WRITTEN EXERCISE: Report, in full, every line of the data below that contains the string "target". Case counts when matching.

(Saved data entries)
━━━━━━━━━━
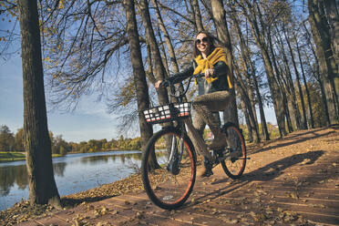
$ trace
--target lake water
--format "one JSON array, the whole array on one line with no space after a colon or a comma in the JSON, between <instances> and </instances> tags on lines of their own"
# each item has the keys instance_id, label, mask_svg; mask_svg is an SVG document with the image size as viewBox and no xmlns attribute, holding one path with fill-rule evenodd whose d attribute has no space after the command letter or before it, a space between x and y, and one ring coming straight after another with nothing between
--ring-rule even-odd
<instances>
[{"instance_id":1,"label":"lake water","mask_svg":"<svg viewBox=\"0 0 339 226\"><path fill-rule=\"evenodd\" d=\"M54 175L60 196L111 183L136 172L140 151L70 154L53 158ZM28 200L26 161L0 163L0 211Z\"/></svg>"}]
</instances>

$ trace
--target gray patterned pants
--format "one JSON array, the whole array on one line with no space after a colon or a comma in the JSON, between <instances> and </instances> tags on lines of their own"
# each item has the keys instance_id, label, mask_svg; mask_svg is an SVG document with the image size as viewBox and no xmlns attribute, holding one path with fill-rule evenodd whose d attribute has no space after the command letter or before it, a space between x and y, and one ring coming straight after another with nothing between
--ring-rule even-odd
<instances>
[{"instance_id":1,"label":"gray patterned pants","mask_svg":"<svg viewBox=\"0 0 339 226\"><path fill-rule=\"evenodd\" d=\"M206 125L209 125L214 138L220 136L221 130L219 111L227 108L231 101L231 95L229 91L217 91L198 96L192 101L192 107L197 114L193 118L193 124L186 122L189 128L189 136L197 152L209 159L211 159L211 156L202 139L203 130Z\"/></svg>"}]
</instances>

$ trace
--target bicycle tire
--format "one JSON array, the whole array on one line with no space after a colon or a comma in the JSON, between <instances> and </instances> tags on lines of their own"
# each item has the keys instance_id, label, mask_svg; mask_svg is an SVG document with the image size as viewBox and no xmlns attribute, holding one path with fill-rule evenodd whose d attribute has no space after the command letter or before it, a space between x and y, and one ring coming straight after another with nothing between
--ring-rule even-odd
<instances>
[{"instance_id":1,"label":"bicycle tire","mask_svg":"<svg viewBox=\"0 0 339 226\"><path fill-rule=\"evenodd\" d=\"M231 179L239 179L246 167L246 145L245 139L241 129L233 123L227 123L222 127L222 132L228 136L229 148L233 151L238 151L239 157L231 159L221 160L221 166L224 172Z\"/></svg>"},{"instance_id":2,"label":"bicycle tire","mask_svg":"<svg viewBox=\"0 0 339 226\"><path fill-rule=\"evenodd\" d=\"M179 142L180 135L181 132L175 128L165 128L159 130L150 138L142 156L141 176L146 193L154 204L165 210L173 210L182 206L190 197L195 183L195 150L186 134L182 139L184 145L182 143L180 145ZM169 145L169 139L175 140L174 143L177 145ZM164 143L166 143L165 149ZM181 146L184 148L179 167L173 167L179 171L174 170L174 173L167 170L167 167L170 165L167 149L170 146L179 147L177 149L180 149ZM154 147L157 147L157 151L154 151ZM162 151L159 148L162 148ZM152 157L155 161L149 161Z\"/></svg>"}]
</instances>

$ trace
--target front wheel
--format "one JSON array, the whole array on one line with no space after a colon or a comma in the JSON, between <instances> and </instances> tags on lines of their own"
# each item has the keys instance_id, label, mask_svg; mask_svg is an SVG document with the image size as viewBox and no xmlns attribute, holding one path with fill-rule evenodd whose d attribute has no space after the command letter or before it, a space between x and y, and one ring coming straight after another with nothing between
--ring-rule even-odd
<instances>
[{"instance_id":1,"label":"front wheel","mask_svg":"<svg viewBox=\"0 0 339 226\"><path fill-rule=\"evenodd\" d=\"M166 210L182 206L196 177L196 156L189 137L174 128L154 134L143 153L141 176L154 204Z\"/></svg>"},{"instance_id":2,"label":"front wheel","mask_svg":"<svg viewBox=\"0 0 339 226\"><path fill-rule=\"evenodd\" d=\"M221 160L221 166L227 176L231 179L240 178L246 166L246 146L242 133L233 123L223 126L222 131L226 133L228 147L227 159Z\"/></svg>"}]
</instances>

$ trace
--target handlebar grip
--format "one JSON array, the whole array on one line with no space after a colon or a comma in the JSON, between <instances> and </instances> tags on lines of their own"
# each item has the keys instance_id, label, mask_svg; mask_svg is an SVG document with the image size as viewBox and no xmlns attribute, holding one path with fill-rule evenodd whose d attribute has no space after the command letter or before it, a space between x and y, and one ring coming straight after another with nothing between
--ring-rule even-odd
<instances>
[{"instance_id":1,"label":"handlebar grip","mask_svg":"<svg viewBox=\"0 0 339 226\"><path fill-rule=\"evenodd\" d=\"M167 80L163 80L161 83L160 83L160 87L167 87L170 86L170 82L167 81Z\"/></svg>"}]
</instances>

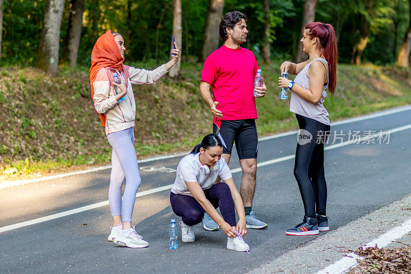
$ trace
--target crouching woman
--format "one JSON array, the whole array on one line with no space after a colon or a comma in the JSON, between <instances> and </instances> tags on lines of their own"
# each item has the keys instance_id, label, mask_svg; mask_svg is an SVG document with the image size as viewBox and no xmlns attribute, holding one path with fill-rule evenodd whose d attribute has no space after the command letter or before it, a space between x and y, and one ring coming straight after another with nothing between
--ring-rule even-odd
━━━━━━━━━━
EXPECTED ANSWER:
--target lake water
--target gray patterned pants
--target bicycle tire
--target front wheel
--target handlebar grip
--target crouching woman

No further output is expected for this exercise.